● Data:
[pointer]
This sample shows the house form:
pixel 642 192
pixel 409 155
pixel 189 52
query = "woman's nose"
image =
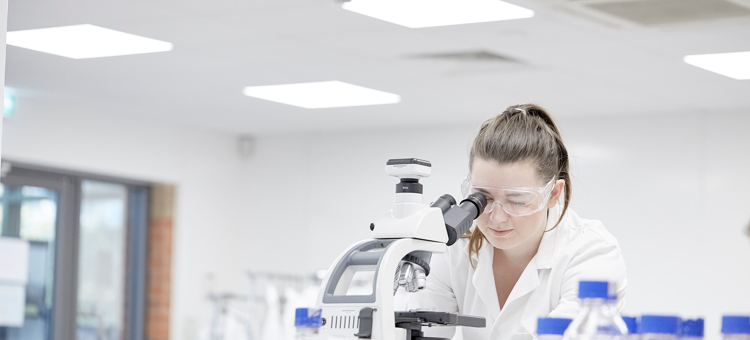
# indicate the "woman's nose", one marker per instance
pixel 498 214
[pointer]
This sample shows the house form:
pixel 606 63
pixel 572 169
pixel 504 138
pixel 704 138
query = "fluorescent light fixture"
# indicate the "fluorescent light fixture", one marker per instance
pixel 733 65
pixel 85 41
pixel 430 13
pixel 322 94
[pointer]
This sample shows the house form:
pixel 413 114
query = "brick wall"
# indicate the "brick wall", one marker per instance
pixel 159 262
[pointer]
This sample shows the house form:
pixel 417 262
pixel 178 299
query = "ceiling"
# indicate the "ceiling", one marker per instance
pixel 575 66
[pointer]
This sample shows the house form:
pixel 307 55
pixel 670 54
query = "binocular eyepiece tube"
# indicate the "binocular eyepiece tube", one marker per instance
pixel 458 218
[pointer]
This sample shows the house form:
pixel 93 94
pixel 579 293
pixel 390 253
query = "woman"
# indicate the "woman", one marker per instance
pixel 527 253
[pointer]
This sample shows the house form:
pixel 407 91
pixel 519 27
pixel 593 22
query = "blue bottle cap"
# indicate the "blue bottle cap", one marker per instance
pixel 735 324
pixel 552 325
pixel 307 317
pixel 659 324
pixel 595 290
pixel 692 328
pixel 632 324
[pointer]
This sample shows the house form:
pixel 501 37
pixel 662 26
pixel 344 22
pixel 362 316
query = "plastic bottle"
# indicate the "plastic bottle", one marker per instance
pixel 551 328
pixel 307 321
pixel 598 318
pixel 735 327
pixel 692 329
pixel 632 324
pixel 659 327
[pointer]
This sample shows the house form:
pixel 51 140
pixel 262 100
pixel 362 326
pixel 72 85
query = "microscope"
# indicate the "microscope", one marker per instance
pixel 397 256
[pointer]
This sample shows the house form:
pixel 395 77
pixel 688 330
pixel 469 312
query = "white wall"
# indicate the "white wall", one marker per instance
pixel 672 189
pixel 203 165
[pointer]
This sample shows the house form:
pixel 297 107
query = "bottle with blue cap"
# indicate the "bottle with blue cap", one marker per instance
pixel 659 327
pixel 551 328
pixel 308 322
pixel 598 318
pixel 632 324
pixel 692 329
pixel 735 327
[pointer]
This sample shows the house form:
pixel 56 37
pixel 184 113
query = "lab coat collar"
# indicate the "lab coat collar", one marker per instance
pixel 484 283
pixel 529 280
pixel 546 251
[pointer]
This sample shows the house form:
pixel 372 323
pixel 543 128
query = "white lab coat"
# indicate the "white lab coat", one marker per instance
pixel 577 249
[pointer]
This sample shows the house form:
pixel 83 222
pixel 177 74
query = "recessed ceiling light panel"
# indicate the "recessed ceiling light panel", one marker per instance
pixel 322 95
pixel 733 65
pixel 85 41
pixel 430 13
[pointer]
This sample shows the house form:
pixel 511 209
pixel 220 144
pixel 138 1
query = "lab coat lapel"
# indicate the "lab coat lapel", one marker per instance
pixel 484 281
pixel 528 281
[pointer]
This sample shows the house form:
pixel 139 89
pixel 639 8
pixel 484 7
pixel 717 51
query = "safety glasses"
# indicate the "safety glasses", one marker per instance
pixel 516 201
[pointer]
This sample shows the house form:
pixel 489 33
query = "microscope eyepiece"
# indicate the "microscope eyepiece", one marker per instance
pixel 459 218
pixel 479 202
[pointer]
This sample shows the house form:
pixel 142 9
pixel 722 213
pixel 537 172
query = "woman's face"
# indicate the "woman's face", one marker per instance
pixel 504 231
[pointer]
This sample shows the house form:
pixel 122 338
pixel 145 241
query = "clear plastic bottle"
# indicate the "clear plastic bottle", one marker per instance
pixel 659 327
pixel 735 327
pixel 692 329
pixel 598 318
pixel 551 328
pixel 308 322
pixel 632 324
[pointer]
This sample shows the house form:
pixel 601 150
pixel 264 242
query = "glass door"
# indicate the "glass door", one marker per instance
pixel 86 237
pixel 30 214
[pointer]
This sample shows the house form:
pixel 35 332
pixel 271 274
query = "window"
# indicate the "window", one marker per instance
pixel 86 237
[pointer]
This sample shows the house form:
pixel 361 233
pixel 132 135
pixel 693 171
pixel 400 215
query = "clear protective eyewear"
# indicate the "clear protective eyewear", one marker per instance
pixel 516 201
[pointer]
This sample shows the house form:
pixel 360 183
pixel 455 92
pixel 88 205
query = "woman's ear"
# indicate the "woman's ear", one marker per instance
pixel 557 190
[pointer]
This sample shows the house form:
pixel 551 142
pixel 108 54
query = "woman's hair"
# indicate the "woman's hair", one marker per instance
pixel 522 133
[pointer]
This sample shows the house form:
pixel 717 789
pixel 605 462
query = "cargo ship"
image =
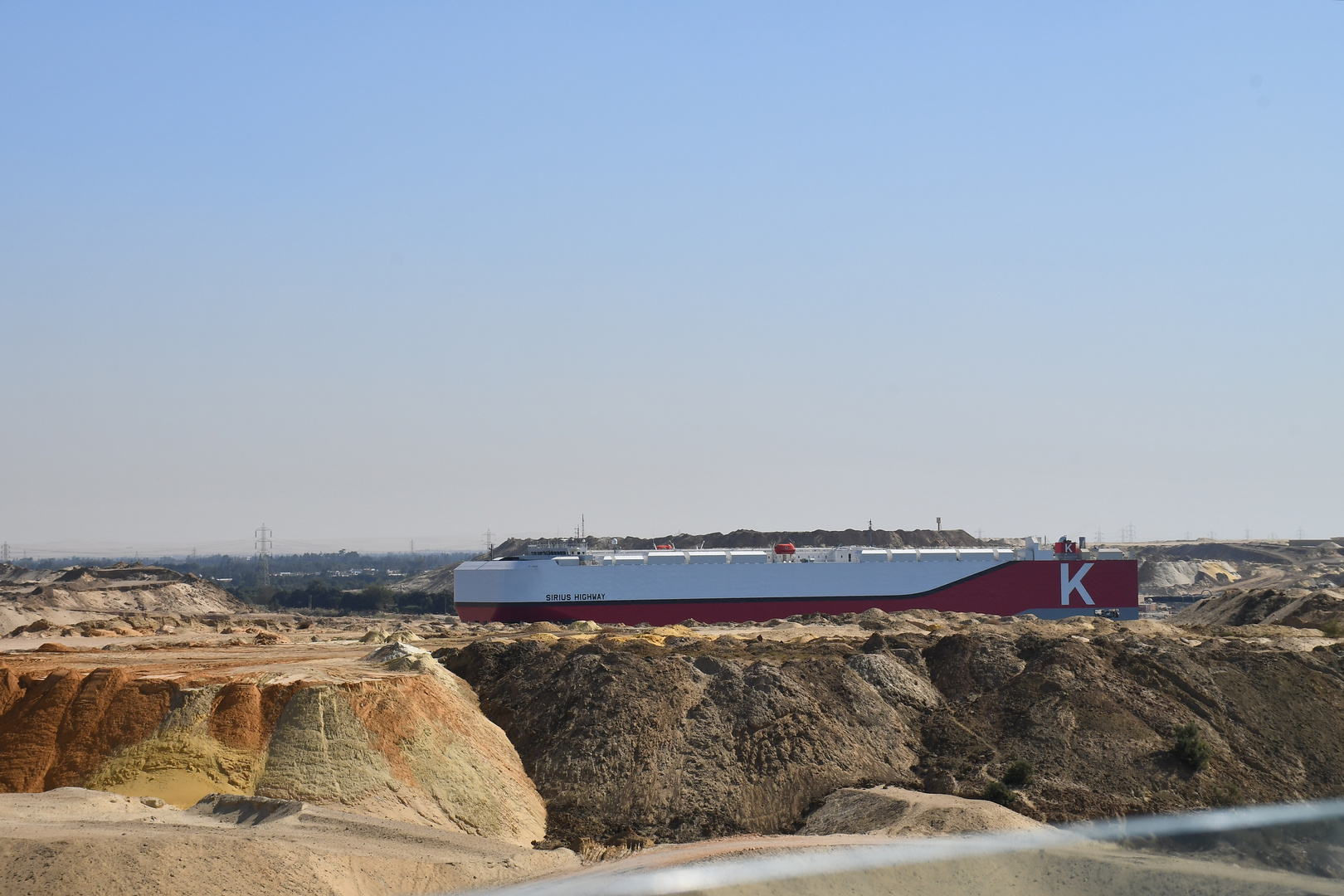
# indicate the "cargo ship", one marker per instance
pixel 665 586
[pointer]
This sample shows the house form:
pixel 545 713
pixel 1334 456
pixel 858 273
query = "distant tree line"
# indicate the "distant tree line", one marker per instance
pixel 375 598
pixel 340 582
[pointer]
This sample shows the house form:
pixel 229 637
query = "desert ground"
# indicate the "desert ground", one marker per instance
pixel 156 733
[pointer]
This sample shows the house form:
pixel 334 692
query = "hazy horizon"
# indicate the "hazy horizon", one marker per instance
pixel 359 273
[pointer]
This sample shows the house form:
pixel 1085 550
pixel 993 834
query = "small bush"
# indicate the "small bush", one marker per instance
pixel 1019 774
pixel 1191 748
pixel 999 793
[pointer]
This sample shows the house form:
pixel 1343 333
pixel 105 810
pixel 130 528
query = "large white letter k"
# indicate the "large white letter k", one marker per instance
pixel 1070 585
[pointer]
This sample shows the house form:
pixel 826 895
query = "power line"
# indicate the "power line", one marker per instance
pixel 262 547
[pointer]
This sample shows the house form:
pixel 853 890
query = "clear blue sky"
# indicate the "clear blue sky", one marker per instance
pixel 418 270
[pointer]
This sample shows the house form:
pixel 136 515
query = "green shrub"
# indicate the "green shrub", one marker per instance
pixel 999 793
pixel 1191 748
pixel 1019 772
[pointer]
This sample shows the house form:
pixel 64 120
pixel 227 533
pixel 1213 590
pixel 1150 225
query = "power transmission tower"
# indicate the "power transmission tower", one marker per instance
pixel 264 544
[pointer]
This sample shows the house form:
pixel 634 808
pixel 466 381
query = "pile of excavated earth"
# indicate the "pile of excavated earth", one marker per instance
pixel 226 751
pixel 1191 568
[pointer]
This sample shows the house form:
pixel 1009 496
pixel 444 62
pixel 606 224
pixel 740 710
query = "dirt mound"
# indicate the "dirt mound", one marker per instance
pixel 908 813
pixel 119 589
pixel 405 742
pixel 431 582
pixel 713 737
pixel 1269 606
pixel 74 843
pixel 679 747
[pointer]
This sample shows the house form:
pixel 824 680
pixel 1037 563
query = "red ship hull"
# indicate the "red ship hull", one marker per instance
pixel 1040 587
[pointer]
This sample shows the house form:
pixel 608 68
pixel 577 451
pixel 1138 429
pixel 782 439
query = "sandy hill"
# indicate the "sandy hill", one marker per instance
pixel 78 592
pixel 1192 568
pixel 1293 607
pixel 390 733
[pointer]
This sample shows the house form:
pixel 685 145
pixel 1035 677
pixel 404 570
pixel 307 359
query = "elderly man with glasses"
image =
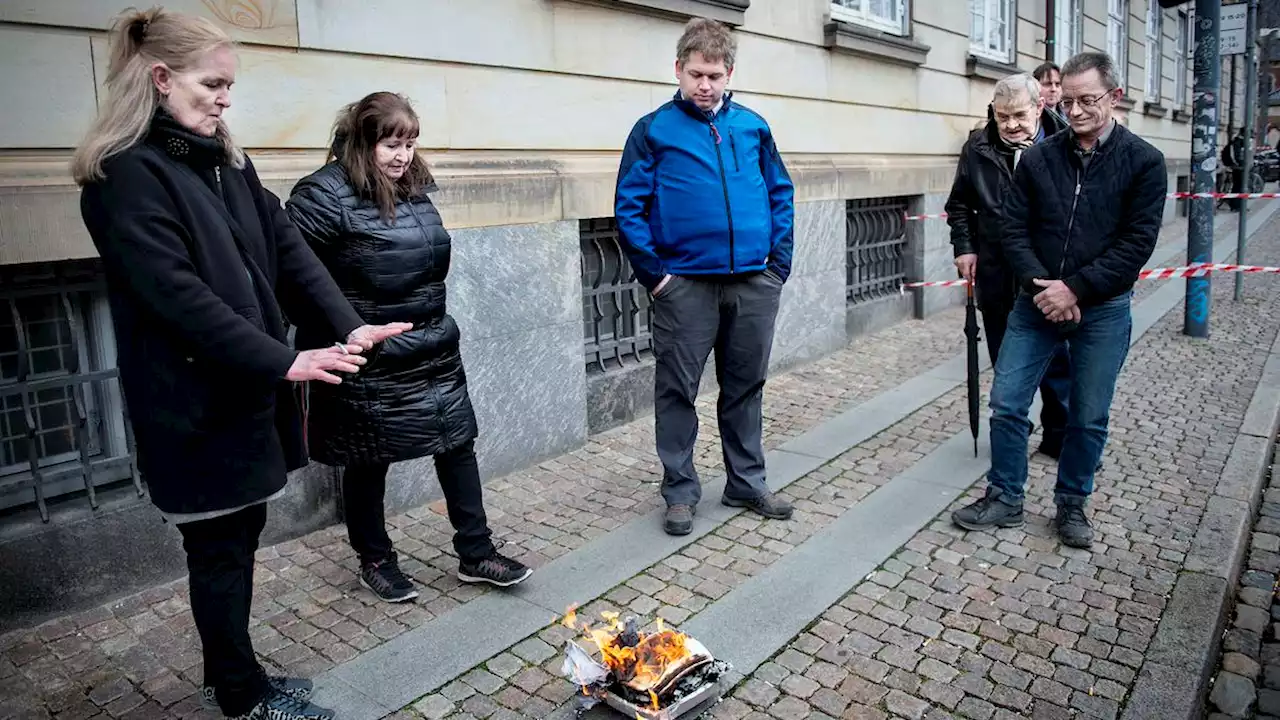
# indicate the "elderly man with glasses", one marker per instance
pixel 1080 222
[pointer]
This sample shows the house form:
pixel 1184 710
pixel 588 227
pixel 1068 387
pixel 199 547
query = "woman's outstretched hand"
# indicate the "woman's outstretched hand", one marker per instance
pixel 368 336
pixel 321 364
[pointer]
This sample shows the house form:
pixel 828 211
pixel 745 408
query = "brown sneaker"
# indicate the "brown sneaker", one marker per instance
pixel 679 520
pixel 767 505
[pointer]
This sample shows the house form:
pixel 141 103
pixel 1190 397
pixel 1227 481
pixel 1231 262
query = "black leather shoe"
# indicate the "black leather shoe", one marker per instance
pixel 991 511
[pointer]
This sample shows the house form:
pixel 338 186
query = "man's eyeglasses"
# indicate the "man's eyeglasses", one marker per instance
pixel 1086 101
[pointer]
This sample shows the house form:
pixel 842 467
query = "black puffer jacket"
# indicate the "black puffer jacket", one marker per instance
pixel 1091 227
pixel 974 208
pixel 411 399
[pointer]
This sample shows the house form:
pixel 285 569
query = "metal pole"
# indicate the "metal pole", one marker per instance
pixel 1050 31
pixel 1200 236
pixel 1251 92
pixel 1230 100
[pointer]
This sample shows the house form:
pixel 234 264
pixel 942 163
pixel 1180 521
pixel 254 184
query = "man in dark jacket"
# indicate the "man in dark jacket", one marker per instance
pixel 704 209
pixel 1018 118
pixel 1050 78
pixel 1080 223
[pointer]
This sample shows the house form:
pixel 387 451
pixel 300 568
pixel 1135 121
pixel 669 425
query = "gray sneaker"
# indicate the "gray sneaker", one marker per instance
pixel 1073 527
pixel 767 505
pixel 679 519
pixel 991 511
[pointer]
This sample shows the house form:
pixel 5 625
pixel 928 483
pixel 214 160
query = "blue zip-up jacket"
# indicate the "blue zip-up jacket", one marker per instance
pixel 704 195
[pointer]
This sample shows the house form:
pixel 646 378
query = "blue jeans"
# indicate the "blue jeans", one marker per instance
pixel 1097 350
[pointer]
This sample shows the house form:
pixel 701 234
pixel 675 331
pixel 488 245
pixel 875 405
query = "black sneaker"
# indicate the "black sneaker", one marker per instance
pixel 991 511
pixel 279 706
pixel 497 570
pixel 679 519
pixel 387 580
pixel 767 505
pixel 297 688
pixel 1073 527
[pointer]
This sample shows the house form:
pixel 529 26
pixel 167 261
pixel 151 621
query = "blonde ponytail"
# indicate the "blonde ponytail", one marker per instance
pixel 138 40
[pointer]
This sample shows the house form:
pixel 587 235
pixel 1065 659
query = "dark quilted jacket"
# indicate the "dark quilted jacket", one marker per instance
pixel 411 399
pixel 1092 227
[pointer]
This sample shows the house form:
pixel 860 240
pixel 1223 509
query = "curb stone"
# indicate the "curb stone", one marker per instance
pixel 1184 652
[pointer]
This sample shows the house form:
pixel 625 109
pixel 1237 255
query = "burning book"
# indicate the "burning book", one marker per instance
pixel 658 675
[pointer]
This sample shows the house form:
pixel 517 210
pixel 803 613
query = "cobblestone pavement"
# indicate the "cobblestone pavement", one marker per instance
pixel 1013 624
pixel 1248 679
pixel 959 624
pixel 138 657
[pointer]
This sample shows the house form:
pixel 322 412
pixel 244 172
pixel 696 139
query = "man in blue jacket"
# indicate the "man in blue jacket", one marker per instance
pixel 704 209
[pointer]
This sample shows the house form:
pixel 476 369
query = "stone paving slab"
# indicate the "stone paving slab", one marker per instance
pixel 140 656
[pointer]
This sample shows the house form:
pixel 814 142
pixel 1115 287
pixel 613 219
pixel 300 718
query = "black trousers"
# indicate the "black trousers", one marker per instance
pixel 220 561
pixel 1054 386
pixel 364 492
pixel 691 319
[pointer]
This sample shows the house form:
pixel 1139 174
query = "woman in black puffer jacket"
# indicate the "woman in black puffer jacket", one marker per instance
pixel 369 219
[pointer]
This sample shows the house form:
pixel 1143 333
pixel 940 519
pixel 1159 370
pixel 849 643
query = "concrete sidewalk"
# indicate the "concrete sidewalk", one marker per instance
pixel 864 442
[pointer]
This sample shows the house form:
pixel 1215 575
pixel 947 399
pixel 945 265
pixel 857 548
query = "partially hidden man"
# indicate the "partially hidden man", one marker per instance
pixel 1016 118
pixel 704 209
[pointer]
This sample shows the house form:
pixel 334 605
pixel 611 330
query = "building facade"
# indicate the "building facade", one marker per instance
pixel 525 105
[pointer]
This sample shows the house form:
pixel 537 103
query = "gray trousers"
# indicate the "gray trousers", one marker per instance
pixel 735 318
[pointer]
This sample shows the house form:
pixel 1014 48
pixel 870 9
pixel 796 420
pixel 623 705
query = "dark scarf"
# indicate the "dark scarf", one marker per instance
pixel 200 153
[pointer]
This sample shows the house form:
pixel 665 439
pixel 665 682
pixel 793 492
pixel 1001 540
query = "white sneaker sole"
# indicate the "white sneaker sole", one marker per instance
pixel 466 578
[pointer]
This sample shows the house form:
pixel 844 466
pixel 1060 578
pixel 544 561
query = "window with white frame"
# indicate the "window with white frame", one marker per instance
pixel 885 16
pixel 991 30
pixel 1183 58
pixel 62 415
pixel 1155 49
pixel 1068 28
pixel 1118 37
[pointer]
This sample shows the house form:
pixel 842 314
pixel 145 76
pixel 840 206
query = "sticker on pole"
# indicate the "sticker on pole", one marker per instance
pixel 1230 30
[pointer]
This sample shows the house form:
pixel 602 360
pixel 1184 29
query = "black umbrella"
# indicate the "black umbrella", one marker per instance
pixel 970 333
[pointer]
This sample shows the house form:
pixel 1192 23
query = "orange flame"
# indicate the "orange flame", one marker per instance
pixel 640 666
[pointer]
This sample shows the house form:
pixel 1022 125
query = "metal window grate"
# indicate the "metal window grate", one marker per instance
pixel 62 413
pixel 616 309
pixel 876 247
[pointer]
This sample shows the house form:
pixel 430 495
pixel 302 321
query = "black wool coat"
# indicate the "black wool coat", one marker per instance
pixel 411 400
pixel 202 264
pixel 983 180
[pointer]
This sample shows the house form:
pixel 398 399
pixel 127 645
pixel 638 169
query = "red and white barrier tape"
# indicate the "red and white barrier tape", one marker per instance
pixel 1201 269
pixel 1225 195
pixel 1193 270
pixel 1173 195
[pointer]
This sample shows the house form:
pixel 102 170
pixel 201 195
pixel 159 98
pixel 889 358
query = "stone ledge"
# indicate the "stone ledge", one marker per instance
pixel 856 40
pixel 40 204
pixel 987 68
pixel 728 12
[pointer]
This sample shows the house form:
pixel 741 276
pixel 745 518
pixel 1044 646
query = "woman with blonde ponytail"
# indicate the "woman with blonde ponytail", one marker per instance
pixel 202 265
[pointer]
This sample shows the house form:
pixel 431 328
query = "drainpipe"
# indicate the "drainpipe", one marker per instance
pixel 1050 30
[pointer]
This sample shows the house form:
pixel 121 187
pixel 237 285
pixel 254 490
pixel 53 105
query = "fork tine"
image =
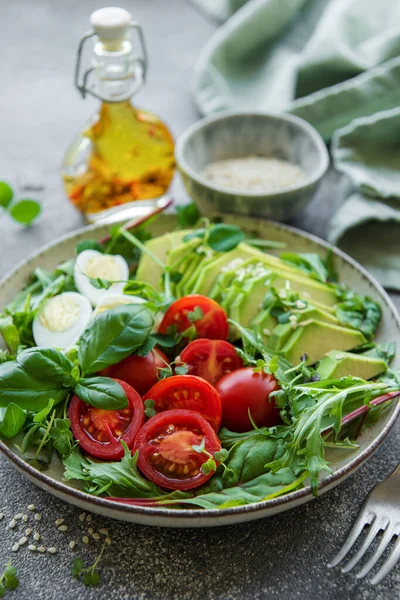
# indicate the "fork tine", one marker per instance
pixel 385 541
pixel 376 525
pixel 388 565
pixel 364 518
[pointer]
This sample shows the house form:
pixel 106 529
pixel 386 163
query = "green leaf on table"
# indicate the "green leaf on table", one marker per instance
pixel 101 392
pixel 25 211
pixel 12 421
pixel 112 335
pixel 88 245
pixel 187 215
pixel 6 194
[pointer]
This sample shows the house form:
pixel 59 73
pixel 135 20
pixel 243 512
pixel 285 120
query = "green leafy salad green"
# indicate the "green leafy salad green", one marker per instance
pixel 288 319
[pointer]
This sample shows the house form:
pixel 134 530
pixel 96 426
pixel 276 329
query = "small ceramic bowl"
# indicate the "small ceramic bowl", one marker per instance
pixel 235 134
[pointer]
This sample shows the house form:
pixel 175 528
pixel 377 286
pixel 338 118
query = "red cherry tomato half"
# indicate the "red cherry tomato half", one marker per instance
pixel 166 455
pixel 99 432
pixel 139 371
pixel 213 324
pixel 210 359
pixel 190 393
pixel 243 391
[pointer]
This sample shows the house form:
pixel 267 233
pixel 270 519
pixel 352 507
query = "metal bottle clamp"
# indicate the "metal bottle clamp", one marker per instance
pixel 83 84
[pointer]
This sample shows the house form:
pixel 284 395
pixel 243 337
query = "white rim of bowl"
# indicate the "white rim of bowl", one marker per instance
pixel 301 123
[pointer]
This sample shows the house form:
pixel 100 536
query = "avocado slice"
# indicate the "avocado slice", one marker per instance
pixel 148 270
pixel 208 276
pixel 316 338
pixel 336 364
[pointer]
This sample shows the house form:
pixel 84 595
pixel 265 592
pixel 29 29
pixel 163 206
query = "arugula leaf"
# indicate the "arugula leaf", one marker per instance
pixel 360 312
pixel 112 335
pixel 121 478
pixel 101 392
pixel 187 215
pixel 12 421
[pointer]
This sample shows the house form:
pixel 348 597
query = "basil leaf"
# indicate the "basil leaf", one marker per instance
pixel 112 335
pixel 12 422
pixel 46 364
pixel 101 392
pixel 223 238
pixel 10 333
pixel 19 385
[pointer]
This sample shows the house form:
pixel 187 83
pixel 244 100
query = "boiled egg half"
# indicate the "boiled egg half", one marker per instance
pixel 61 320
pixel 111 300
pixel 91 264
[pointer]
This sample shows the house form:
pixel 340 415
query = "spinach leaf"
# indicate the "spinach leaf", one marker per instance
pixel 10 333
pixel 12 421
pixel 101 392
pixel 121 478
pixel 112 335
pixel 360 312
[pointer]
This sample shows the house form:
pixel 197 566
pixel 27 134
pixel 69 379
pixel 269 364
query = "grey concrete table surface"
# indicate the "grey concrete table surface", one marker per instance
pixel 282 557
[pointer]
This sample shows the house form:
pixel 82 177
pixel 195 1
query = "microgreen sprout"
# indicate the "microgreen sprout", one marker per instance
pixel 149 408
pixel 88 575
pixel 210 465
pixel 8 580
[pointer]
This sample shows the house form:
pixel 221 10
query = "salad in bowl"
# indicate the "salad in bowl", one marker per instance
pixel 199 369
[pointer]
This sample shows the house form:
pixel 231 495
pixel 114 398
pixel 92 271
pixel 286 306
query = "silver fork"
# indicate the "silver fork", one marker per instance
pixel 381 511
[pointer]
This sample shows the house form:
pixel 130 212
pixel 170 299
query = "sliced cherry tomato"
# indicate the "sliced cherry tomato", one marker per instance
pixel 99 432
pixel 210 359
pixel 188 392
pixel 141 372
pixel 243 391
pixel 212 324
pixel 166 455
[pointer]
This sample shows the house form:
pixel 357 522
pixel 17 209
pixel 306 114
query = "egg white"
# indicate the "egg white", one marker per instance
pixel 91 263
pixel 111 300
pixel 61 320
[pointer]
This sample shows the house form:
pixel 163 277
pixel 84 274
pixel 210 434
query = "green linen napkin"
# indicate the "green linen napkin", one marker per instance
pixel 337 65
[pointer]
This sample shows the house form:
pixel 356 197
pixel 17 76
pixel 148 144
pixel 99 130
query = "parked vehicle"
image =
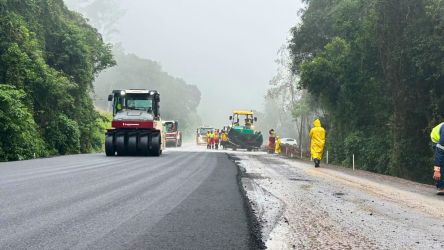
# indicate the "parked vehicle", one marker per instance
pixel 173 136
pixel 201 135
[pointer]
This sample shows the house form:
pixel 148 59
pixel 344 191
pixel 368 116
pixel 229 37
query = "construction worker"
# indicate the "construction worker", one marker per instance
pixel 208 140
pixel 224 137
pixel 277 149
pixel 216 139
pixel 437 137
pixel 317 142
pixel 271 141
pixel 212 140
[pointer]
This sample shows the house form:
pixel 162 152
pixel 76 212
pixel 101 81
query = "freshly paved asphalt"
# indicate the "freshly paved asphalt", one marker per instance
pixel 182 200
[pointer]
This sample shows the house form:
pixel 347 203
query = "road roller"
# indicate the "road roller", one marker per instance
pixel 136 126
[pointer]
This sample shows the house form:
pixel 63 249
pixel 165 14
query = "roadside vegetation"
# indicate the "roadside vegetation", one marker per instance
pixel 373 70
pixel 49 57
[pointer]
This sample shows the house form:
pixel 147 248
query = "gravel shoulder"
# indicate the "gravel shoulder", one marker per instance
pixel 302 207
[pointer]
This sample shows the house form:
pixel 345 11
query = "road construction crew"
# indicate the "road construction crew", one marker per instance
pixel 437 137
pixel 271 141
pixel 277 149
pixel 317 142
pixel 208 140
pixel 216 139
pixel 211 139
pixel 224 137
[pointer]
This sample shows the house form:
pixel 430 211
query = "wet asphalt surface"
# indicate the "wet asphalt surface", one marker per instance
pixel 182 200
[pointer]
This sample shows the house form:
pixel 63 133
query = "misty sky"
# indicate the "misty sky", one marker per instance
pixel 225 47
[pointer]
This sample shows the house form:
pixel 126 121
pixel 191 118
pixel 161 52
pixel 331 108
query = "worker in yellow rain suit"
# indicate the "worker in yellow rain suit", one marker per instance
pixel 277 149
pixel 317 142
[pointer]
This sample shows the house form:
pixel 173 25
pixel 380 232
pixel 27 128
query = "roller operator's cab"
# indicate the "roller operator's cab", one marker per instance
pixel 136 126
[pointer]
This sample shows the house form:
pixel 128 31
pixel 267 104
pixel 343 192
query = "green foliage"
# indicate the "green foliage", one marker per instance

● Set problem: Please pick out each line of the records above that contains the word "cherry", treating uppercase and lowercase as different.

● Full answer:
query = "red cherry tomato half"
# indicate the "red cherry tomato half", one marker per instance
query = "sliced cherry tomato"
# indicate the "sliced cherry tomato", one marker per instance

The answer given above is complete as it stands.